▶ GIVEN INSTRUCTION 1
Quote the passage about JSTOR word for word, starting at "At one point" and ending at "the data backlog.".

▶ ARTICLE
>>>

As I said, JSTOR was started in early 1994, and is a product of The Andrew W. Mellon Foundation. Jim Blackman and Bill Bowen spearheaded the early stages to try to build a demonstration project that showed it was possible to have the backdrops for core journals and that there were opportunities for long term savings and shelf space. The idea they came up with was to build a prototype of archives with ten journals, five in economics and five in history, and to have those at a number of test sites. Originally there was a test at the University of Michigan. The test had 750,000 pages and the basic technology was an image-based technology, imaging the pages and then creating an OSR text file that would be fully searchable. We have taken the original works and put a lot more into it, but that is the basic starting point for the technology process.
As mentioned, we became an independent not-for-profit organization in August of last year. We are a 501(C)3 charitable organization dedicated to helping the education territory deal with the advances in technologies. We have an independent Board of Trustees; this is a list of the board members: Dick De Gennaro, Librarian of Harvard College; Cathleen Synge Morawetz, Professor of Mathematics at New York University and the President of the American Mathematical Society; Bruce Simmons, president of SEN; Ira Fuchs, Chief Technology Officer at Princeton, and also our chief scientist; Bill Whitaker, the former Provost Emeritus and Professor of Business Economics at the University of Michigan; Mary Patterson McPherson, President of Bryn Mawr College; and R. Elton White, who was President of NCR before it was acquired by AT&T, so he gives us some business and technology management expertise.
I think there is a fair amount of confusion out there about exactly what and where JSTOR is and how it fits into other things. Some people think it is in Ann Arbor at the University of Michigan, and others think it is still at the Mellon Foundation. In reality, our Board is in the New York office, above the SIBL branch of the New York Public Library, with whom we have a nice relationship. We now are working with two universities. We started collaborating with just the University of Michigan, but now we also work with Princeton University. We have a duplicative database in its entirety at Princeton, because we wanted to show from the very start that we could replicate the system. It spoke for the protection of the data so that people would feel comfortable, but also to prove that we can do mirror sites. We will need to do mirror sites overseas; I tried to use JSTOR from Hong Kong, and it was insufferably slow, so we decided to first create a mirror site in the United States in order to find where problems may lie. Furthermore, in addition to people at Michigan, we also have software developers at Princeton working on the project.
Let's just quickly cover some of the objectives of our enterprise. First, as I mentioned, our basic mission is to help the scholarly community deal with the advances in information technology. Also, a primary objective or mission is to develop trusted archives of the core of general literature, emphasizing the conversion of entire journal back files. In every case we go back to the very first issue.
At one point we were contemplating mounting current issues and back issues together. Over the course of time as publishers we moved our emphasis entirely to the backlog. We will ourselves carry out three demonstration projects that deal with current journal issues, but in general we are going to work with other publishers and link with them to create search capabilities, and let the publishers take care of the current issues, staking out our area in the data backlog.
One very important aspect of JSTOR is that it is set up with a system market perspective. We think that there are opportunities for a win-win situation among all the actors in the scholarly community with this particular material. We are sometimes caught in between scholars, libraries, and publishers, but to assure that win-win situation is a very important part of what we are trying to do.

<<<

▶ MATERIAL FOR THE TASK
>>>

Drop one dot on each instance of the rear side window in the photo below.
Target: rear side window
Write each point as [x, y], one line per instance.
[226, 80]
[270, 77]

<<<

▶ GIVEN INSTRUCTION 2
Rename "rear side window" to "rear quarter window" throughout the entries and reproduce them with nothing else altered.

▶ EXERCISE SOLUTION 1
At one point we were contemplating mounting current issues and back issues together. Over the course of time as publishers we moved our emphasis entirely to the backlog. We will ourselves carry out three demonstration projects that deal with current journal issues, but in general we are going to work with other publishers and link with them to create search capabilities, and let the publishers take care of the current issues, staking out our area in the data backlog.

▶ EXERCISE SOLUTION 2
Drop one dot on each instance of the rear quarter window in the photo below.
Target: rear quarter window
Write each point as [x, y], one line per instance.
[226, 80]
[270, 77]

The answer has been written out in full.